These models provide the best way to integrate the information and data we collect on the status of our fish stocks. These also provide us with estimates of our uncertainty — allowing us to be explicit about how much we know or don't know.

Fisheries models are typically used to model a population from some initial state to the current day, and then predict from that point into the future under assumptions about future catches.

There are a wide variety of fisheries assessment models, ranging from those that model only the total biomass in the population and how it changes, to those that model the age/length structure of the population in spatially explicit areas. Most use highly sophisticated statistical methods to estimate stock size and its age/length composition from the available data. 

What do we need to know in order to run an assessment model?

There is a wide range of data that goes into a typical stock assessment. We use data on the age and length structure, including how this has changed over time, along with biomass trends from catch rates and scientific surveys.

The data recorded about our fish and fisheries are an important part of fisheries assessment models. By combining these data into a sophisticated stock model, we can model the growth of individuals in the population, and predict what will happen to them under different scenarios in the future.

One of NIWA's main modelling frameworks is the stock assessment package CASAL. CASAL is an advanced software package developed by NIWA that uses world-leading Bayesian integrated analysis methods to undertake quantitative assessments. Many of New Zealand's fish stocks are assessed using CASAL, including our deepwater (e.g., orange roughy), middle depth (e.g., hoki), inshore (e.g., snapper) and shellfish fisheries.

What are the sorts of data we use?

Catch

Total landings or catch provides information on the impact of fishing on the population. It is an essential input into any fisheries assessment model. In New Zealand, catch information from the commercial fleet comes from statutory reporting of catches, combined with MPI observer's estimates of discards and other unreported catch.

- Exercise task 1
Answer these questions from the fisheries assessment passage:
(a) What is the name of the stock assessment package NIWA developed?
(b) Whose estimates of discards and other unreported catch are combined with the commercial fleet's statutory catch reports?
(c) What two sources provide the biomass trends used in a stock assessment?
The records that follow the fisheries assessment passage are unrelated to it.

Point labeling data based on photos:
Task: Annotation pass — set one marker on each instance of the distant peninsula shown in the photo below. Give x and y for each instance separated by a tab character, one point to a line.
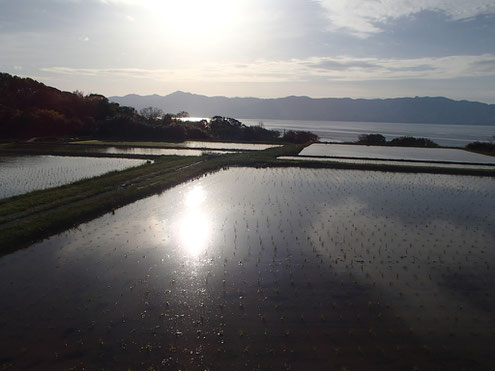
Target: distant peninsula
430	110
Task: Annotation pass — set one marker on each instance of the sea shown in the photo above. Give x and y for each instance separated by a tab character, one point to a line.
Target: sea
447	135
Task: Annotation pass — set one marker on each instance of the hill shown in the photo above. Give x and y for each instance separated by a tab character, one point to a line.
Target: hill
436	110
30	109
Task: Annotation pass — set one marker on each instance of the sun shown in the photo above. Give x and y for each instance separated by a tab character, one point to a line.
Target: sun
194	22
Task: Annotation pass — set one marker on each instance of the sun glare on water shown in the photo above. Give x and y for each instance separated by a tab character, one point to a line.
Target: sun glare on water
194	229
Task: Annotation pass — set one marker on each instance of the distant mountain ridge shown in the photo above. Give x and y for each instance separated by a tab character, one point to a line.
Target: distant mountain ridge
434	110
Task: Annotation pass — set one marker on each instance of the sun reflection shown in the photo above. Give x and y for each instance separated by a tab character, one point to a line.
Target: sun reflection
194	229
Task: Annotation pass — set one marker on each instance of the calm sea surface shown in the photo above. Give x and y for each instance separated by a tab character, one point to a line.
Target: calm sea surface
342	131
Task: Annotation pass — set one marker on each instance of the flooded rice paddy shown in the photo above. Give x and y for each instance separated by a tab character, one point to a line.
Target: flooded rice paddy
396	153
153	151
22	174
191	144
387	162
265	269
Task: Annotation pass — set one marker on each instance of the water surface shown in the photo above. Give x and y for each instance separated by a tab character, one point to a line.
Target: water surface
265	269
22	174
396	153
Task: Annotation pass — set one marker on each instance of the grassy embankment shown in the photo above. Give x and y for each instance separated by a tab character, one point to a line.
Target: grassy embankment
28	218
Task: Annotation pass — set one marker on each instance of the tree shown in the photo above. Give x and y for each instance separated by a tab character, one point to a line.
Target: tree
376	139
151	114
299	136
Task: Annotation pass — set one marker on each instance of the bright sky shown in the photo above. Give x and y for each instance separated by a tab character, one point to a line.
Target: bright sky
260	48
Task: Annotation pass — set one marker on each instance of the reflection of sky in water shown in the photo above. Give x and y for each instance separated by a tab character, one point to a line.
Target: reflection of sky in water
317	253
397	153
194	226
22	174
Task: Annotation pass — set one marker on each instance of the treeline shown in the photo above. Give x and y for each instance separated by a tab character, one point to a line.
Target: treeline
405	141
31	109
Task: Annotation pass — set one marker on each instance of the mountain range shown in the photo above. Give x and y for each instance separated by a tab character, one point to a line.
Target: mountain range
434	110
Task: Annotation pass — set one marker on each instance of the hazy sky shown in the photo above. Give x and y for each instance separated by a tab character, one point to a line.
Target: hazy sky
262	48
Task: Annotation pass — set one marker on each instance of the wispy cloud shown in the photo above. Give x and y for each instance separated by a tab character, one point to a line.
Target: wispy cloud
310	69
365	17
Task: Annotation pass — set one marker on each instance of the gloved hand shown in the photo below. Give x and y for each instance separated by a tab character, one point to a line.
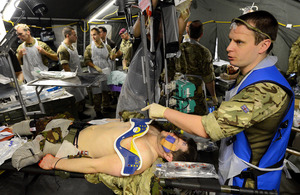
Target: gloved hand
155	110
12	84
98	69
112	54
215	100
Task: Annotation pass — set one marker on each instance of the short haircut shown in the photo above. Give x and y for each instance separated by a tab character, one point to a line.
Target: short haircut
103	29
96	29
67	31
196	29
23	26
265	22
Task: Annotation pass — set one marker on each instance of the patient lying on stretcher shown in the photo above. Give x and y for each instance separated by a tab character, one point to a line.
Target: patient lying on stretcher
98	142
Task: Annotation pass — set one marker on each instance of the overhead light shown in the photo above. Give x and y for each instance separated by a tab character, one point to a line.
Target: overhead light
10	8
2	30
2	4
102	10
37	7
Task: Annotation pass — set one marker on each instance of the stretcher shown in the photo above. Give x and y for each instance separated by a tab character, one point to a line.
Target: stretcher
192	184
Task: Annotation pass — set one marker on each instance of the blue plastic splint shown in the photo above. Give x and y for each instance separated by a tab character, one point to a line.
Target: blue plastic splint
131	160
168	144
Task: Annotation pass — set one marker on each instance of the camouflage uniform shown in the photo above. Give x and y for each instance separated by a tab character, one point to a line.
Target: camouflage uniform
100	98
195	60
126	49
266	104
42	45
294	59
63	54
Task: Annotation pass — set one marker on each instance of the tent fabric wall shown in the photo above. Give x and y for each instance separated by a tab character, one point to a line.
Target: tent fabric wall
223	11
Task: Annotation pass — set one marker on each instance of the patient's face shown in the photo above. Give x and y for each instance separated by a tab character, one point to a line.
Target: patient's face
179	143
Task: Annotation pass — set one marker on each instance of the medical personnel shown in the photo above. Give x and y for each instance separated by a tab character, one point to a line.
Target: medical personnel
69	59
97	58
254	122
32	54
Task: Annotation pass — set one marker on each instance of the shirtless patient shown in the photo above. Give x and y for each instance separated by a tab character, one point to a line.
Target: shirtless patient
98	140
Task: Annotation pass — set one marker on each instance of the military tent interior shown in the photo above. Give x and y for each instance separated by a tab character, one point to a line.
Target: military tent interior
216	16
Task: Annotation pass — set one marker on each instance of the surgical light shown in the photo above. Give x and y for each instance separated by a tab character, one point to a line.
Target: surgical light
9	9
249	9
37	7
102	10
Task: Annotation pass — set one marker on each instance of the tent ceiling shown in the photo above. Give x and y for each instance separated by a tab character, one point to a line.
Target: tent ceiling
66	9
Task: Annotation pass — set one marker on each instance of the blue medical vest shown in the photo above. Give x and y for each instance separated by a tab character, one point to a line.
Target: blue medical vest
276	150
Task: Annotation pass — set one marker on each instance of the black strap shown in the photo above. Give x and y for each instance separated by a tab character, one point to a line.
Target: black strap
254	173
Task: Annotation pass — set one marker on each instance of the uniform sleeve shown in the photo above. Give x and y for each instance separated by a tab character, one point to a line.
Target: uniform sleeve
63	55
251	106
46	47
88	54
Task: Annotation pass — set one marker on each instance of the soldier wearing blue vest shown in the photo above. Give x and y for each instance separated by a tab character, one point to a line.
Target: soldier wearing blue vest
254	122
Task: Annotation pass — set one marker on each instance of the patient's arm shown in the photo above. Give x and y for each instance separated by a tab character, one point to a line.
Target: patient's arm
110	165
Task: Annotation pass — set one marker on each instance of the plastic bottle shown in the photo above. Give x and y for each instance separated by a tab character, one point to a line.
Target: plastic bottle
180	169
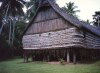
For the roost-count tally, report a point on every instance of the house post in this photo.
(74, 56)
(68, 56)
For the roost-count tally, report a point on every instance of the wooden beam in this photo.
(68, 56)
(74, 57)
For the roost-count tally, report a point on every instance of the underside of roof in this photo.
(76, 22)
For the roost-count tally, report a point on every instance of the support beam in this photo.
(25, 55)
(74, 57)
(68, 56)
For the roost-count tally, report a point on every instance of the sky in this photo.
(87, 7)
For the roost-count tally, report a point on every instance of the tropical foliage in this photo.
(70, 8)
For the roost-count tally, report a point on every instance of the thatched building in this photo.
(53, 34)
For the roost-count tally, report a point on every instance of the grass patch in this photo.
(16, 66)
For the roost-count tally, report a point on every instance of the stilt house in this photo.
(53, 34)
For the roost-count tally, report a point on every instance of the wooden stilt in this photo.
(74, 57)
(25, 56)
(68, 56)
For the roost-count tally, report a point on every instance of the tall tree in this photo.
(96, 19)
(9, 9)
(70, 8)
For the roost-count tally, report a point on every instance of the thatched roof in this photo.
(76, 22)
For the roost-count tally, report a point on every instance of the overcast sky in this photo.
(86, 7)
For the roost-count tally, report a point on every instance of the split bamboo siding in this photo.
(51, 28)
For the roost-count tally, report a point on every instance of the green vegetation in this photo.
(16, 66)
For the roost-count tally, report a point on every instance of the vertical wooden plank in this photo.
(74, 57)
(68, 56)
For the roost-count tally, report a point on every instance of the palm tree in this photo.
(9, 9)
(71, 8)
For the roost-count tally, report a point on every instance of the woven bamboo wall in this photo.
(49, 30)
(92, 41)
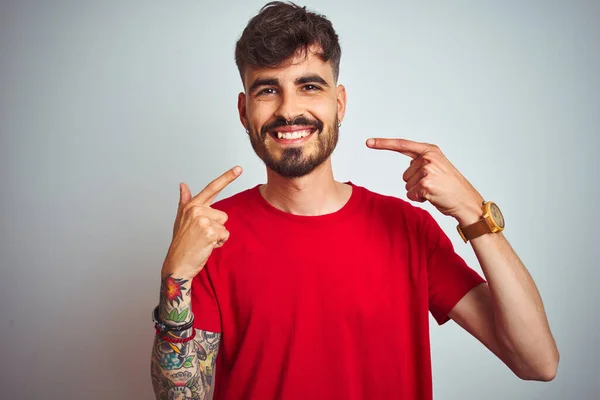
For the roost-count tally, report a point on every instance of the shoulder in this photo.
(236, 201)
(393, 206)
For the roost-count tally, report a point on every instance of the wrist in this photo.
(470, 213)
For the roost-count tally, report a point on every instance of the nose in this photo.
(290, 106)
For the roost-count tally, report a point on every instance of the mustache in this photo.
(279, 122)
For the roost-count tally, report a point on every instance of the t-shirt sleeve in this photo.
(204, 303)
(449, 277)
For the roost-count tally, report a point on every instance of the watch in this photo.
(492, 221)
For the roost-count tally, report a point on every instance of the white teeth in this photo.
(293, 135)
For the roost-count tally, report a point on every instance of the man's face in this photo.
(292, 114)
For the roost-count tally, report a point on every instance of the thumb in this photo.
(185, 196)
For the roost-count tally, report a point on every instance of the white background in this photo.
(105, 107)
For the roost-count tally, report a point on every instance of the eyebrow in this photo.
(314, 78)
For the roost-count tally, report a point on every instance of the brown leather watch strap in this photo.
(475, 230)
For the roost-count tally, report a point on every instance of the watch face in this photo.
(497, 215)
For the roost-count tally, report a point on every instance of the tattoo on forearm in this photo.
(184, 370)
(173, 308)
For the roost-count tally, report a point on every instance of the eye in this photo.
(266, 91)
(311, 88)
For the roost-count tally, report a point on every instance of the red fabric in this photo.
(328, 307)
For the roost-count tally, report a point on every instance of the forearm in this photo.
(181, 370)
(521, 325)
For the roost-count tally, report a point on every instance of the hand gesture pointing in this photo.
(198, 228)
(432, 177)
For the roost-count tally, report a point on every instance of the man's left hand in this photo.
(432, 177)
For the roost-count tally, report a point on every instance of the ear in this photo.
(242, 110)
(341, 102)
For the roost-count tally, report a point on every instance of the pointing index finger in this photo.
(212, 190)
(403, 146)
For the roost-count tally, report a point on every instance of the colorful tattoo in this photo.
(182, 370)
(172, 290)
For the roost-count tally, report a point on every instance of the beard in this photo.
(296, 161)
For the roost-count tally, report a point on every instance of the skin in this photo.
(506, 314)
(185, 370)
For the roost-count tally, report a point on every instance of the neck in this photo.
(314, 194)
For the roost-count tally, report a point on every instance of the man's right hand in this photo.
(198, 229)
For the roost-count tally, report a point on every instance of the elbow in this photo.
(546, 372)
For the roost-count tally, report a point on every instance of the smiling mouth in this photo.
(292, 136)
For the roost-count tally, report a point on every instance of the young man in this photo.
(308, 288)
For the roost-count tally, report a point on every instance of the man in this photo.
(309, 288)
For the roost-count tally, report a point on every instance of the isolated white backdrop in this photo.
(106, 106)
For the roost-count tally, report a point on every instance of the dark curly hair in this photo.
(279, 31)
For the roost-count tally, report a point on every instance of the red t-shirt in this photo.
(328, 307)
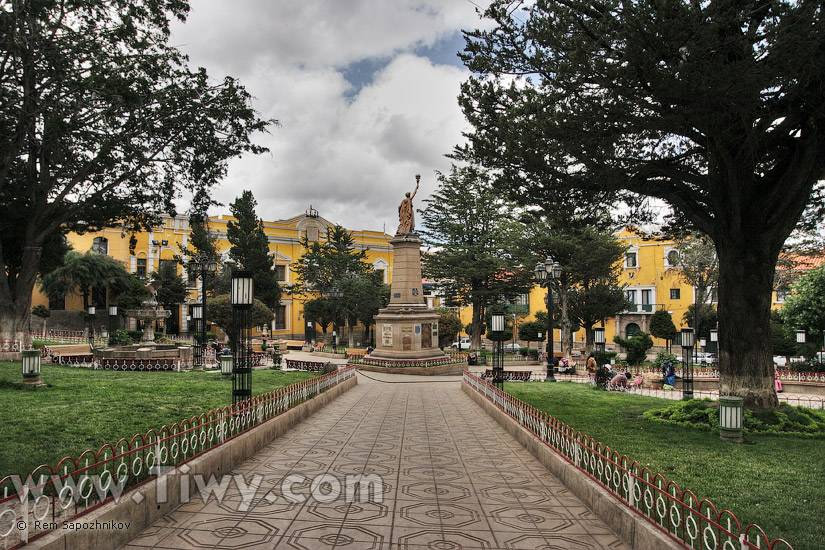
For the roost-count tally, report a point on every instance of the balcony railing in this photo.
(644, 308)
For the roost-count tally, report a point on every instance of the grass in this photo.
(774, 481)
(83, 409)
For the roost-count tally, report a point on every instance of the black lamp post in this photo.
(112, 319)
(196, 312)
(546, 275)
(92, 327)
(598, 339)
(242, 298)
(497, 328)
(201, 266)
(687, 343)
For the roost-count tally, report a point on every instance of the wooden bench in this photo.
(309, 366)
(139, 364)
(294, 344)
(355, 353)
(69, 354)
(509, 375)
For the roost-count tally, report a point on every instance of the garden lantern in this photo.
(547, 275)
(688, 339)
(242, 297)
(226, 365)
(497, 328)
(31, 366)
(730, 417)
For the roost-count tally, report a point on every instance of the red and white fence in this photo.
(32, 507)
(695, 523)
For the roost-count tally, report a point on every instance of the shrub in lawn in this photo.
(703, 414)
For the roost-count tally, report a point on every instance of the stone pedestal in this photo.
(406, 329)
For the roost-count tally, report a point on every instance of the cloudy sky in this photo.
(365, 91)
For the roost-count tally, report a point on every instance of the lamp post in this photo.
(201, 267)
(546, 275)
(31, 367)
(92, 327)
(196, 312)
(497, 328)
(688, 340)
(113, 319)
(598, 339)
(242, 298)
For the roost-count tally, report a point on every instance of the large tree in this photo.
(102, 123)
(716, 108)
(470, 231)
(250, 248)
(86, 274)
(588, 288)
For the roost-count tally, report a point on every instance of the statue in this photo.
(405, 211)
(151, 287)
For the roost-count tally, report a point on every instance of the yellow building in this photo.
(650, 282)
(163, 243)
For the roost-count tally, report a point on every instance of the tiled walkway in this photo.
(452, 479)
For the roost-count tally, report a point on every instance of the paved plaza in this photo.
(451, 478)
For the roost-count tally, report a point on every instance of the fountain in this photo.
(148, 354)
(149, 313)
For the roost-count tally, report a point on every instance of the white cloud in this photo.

- Exercise task 2
Please substitute "site survey" for "roost-count tally" in the records, from the line containing "fence in this photo." down to the last line of the records, both included. Leave everything else unchanged and return only those lines.

- Exercise result 1
(a) CASAL
(b) MPI observers'
(c) Catch rates and scientific surveys

- Exercise result 2
For the site survey, report a point on every instance of the red and white fence in this photo.
(32, 507)
(695, 523)
For the site survey, report a point on every instance of the shrub in lawn in this photo.
(703, 414)
For the site survey, report a point on every instance of the stone pedestal in this photo.
(406, 329)
For the site survey, report a point on every instance of the cloudy sky in this photo.
(365, 91)
For the site survey, report a point on every instance of the lamp post in this photo.
(201, 267)
(546, 275)
(31, 367)
(92, 327)
(196, 312)
(497, 328)
(688, 340)
(113, 319)
(598, 339)
(242, 298)
For the site survey, report a point on every instance of the large tree in this photo.
(102, 123)
(716, 108)
(470, 231)
(250, 248)
(86, 274)
(588, 288)
For the site survey, report a point on every instance of the statue in this photo.
(405, 211)
(151, 287)
For the site survey, report a point on every instance of the yellow building in this photo.
(650, 282)
(163, 243)
For the site survey, report a point on every instance of the tiled walkway in this photo.
(452, 479)
For the site survey, report a point on every instance of the paved plaza in this photo.
(451, 478)
For the site survey, report a point on every instance of the fountain in this photo.
(148, 354)
(149, 313)
For the site survey, report a point on every instance of the white cloud in this photo.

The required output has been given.